→ Prompt: In the text on running MACS, reproduce word for word the part starting at "For this exercise, you" and ending at "many negative peaks?".

For this exercise, you would use the following script (default parameters):
$ macs -t ctcf.bowtie_n1 -c input.bowtie -f BOWTIE -g mm -n ctcf.macs -w# What is -g mm telling MACS?
# After hitting return macs will begin and provide a running log of its progress. Copy the text that is produced by MACS to a text file. It is a good idea to keep a record of these data for future reference if you are running the programs on your own.
What do "band width" and "model fold" mean? How many peaks are detected? How many negative peaks?
# You should get back, essentially, the same files you got from galaxy. The one you want to look at is ctcf.macs_peaks.xls.
You can upload the "treat" and "control" tracks as a custom track in UCSC browser. You can upload directly as .gz, no need to unpack them. The files are found in: ~/chip-data/ ctcf.macs_MACS_wiggle. There's a control/ and treat/ directory. Within each you'll find a wiggle file that has been compressed (ends in .gz).

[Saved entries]
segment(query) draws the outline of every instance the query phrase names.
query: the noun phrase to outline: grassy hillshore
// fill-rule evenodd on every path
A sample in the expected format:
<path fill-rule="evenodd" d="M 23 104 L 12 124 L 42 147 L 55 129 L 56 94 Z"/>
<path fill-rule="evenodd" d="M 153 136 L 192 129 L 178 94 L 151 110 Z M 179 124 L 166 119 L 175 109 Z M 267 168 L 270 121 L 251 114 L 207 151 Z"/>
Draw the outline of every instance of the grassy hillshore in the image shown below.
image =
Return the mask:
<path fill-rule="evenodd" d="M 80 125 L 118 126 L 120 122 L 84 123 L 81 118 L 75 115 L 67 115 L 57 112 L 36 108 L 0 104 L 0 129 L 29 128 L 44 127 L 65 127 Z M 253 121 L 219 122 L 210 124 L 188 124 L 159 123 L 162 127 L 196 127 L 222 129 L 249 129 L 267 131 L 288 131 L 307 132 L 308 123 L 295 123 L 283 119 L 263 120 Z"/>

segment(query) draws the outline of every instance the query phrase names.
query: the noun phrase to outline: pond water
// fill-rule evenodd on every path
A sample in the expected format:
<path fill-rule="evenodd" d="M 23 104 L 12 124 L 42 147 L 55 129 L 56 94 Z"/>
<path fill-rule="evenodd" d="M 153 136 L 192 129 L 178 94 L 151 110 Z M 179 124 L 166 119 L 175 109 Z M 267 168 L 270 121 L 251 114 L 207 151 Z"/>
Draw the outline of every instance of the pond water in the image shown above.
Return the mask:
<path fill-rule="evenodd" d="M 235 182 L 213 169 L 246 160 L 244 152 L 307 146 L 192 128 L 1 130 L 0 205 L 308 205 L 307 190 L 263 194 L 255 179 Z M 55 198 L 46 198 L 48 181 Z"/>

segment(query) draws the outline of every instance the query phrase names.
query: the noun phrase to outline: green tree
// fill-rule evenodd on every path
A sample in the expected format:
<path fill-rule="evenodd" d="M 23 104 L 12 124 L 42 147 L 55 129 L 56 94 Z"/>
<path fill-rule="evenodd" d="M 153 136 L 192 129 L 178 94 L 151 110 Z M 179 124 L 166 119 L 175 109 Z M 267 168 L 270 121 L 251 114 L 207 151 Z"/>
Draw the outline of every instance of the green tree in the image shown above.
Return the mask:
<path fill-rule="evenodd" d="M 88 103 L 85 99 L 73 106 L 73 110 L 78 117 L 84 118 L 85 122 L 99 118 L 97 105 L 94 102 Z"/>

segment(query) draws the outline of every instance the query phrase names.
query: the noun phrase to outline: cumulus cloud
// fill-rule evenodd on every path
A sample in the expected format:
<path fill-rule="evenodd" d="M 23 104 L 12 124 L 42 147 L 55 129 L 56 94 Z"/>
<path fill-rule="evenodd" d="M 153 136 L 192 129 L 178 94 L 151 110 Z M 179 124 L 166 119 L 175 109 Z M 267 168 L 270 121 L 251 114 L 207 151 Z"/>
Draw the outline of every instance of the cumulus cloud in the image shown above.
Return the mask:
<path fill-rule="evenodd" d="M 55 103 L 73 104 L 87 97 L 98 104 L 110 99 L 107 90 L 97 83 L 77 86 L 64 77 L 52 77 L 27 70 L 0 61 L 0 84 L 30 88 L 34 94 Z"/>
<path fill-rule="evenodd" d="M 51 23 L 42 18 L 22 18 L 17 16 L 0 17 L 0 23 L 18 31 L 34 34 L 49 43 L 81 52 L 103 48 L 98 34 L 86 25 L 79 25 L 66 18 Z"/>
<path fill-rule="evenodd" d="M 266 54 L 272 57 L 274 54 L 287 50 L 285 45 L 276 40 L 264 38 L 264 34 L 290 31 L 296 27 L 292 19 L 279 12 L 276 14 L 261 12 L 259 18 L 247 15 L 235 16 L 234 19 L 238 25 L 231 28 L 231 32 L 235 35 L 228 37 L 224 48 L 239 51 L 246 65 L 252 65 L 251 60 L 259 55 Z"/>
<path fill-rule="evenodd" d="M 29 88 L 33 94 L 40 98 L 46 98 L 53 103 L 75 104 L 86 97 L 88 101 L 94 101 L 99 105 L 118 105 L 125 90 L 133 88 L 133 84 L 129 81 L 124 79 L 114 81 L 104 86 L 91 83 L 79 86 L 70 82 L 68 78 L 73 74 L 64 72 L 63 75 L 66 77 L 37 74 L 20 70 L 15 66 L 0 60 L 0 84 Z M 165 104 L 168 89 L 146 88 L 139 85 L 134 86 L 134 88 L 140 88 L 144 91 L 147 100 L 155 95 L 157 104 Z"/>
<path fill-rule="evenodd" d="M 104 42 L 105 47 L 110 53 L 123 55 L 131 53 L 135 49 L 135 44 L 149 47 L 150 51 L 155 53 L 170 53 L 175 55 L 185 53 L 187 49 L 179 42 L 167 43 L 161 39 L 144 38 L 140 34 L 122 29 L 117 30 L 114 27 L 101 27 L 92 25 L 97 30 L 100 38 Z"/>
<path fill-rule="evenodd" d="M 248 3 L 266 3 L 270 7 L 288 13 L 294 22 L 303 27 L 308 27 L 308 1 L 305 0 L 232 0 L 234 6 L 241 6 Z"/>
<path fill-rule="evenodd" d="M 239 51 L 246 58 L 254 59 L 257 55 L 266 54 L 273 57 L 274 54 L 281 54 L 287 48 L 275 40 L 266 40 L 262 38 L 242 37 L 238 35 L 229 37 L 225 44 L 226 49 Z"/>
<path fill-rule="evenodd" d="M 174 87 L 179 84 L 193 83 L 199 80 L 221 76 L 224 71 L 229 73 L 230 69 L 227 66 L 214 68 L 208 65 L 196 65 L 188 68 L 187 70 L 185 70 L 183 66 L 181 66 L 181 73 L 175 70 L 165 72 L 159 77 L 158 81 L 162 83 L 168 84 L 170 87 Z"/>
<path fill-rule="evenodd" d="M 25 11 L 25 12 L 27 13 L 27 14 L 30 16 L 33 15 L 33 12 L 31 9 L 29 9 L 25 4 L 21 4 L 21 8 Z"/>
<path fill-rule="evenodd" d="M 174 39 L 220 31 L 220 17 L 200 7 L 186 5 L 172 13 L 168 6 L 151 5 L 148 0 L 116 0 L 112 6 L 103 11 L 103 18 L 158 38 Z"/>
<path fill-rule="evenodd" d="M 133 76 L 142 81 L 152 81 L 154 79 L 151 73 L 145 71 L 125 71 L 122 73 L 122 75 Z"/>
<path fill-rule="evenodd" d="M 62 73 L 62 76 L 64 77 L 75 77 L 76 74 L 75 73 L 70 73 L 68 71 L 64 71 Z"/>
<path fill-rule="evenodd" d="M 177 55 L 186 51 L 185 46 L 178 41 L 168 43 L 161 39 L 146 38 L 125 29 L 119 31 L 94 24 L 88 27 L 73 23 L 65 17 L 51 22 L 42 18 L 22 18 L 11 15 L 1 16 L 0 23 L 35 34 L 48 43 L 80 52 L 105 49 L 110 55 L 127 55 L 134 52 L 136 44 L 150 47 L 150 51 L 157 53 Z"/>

→ Written response:
For this exercise, you would use the following script (default parameters):
$ macs -t ctcf.bowtie_n1 -c input.bowtie -f BOWTIE -g mm -n ctcf.macs -w# What is -g mm telling MACS?
# After hitting return macs will begin and provide a running log of its progress. Copy the text that is produced by MACS to a text file. It is a good idea to keep a record of these data for future reference if you are running the programs on your own.
What do "band width" and "model fold" mean? How many peaks are detected? How many negative peaks?